BEGIN THE INPUT

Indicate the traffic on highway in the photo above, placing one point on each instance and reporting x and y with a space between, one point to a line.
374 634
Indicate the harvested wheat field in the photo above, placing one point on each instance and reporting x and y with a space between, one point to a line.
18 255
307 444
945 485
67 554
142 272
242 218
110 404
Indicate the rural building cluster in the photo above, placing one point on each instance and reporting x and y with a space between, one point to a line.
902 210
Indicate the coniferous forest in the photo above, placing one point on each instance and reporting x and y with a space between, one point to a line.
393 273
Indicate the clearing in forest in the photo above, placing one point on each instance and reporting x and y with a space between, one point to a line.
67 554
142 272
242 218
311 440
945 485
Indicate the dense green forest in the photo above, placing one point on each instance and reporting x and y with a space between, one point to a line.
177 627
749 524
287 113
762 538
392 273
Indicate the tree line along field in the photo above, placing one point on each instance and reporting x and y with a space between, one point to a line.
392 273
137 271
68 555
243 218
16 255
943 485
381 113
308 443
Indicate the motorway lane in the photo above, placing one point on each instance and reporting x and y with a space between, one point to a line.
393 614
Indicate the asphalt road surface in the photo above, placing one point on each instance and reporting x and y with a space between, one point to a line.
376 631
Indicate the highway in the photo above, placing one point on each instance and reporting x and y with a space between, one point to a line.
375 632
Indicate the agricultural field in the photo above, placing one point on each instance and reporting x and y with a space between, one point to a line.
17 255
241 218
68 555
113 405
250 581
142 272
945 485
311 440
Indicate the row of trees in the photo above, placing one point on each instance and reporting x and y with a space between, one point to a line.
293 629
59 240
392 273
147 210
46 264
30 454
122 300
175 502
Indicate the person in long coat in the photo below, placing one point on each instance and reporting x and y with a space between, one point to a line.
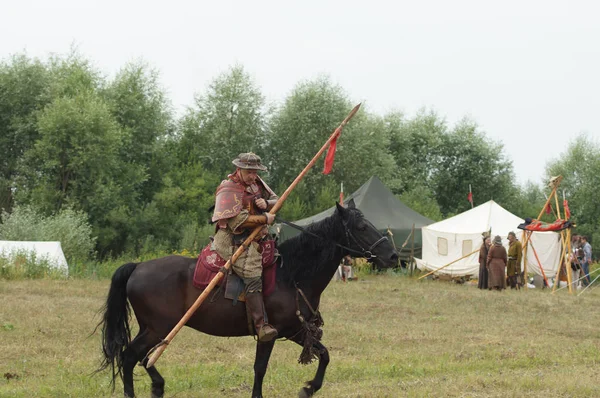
496 263
483 252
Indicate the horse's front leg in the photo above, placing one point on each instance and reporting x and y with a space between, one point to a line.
315 384
261 360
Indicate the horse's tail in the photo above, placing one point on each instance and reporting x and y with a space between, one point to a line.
116 333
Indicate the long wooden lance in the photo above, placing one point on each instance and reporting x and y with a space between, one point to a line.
160 347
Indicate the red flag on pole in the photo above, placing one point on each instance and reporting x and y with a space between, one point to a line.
567 210
330 157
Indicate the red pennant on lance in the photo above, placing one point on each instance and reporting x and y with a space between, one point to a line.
330 157
567 210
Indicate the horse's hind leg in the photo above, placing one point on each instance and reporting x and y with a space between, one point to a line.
315 384
261 360
137 350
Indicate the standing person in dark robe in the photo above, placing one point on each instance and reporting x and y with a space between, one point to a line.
483 252
515 255
496 262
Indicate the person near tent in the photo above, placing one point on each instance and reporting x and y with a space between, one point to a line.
496 263
483 252
515 255
242 202
576 259
587 259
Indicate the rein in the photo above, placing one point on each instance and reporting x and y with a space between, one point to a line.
368 253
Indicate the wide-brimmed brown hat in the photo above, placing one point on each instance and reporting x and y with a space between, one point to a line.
249 161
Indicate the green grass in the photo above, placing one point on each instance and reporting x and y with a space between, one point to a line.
388 336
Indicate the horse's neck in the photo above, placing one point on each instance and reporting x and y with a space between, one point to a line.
325 256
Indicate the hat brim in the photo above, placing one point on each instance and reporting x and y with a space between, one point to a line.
245 166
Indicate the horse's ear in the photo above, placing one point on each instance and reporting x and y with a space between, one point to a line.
340 209
351 204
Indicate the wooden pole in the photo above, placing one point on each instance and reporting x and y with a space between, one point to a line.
158 349
539 263
568 261
560 264
412 249
525 242
441 268
391 234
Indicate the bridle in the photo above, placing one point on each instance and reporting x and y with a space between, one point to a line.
350 238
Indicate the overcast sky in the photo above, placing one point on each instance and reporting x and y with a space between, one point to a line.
526 71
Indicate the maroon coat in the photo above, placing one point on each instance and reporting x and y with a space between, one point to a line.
496 263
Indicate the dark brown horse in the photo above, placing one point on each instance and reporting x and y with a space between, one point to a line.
160 291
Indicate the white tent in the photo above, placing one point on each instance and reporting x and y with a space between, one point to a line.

END THE INPUT

**EXERCISE BRIEF**.
Write every line of the data out again exactly, leaving out all images.

**COMPLETED EXERCISE**.
Indicate the traffic on highway in the photo above, placing one point on each instance and reporting x and y with a space between, one point to a line.
374 634
Indicate the harvested wheat field in the photo above, placing one point on each instance and reporting x and y with a space between, one point to a line.
18 255
307 444
945 485
67 554
142 272
242 218
110 404
Indicate the rural building cluster in the photo above, placing one point on each instance and reporting x and y with a space between, one point to a line.
902 210
Indicate the coniferous forest in the photo above, placing one point on each instance and reporting x and y with a space between, one point to a line.
393 273
Indicate the clearing in forest in the photo above, placing one point on each instance and reporting x and y with a space between, one point to a line.
67 554
142 272
242 218
311 440
945 485
Indicate the dense green forest in the photo above, placing one point on each instance and reporting x and y with a space between, one point to a line.
177 627
749 524
287 113
762 538
392 273
Indicate the tree line along field in the photo above, placing one point on each instance and reporting x and y with a space between, one point to a line.
392 273
137 271
68 555
243 218
16 255
943 485
381 113
308 443
Indicate the motorway lane in the photo above, placing one point on each instance and reporting x and y with a space between, one point to a line.
393 614
Indicate the asphalt road surface in the photo above, placing one point on each instance and reporting x and y with a space between, one point to a line.
376 631
Indicate the highway in the photo above, placing one point on each instance and reporting x and y with a space between, one point to a line.
375 632
Indicate the agricultural field in the photo above, placing one point on each instance and reporting x and y with a space between, one point to a line.
17 255
241 218
68 555
113 405
250 581
142 272
945 485
311 440
Indicate the row of trees in the photo above, placing one point on each instance and reporting x and y with a space between, one point to a line.
293 629
59 240
392 273
147 210
46 264
30 454
122 300
175 502
Indicate the person in long coat in the photo below, placing one point on each instance and reporting x and y with a space between, one point to a line.
496 263
483 252
Indicate the horse's front leg in the photo above, placing one point on each instance and reporting x and y with a space between, one point to a line.
315 384
261 360
Indicate the horse's tail in the photo above, placing one point on each instance and reporting x and y with a space between, one point to a line.
116 333
Indicate the long wooden lance in the photo above, placing one point on each instance and reporting x and y with a space between, one point to a line.
160 347
Indicate the red flag on pole in the photo above, placing one point on each instance and reporting x and y with a space between, one point to a line.
567 210
330 157
Indicate the red pennant on lance in the photo above, placing one point on each instance and reporting x and y with a space between, one point to a line.
330 157
567 210
Indicate the horse's hind leg in the photo above, placing one point on each instance and reporting x and y with a space between, one point to a line.
315 384
261 360
137 350
Indicate the standing person in dark robe in the photo above, placing one point on each instance and reporting x and y with a space between, one point to a line.
483 252
515 255
496 262
Indicate the person near tent in the photo above, placing one point on each instance and reporting x and y with a space between, one point to a line.
496 263
483 252
515 255
242 202
576 259
587 259
Indicate the rein in the photo above, placing one point on each instance and reporting x and y with a space between, one point to a line.
368 253
Indicate the wide-brimmed brown hat in the photo above, placing one point on each instance and reporting x and y with a space between, one point to a line.
249 161
Indicate the green grass in the photo above, placing one point on each instance and reporting x and y with a space between, one point to a line.
388 336
Indicate the horse's neck in the photo above, placing one point on each instance and reporting x and y with a space between, one point to a line.
325 256
Indicate the hat brim in the photo above, placing one point on each instance and reporting x and y with a space between, one point to a line.
245 166
Indicate the horse's ear in the photo above, placing one point on each instance and reporting x and y with a space between, one point to a line.
340 209
351 204
Indicate the wooden pole in the photo above, placing one point on each instance and reporting x and y with a space between, one point to a line.
158 349
539 263
568 261
560 264
412 249
525 242
441 268
391 234
Indicate the bridle in the photo above, placing one point on each instance and reporting x and y with a space between, one point to a line.
350 238
Indicate the overcast sky in the photo above, placing one point on each instance and reporting x and y with a space between, one point to a line.
526 71
Indicate the maroon coat in the photo above, placing one point on each instance and reporting x and y with a space between, one point to a line.
496 263
Indicate the dark brown horse in the photo above, placing one point on each instance and reporting x and y with a space between, one point to a line.
160 291
Indicate the white tent in the photo above, placing one point on each instance and reporting x and y with a space between, one point to a line.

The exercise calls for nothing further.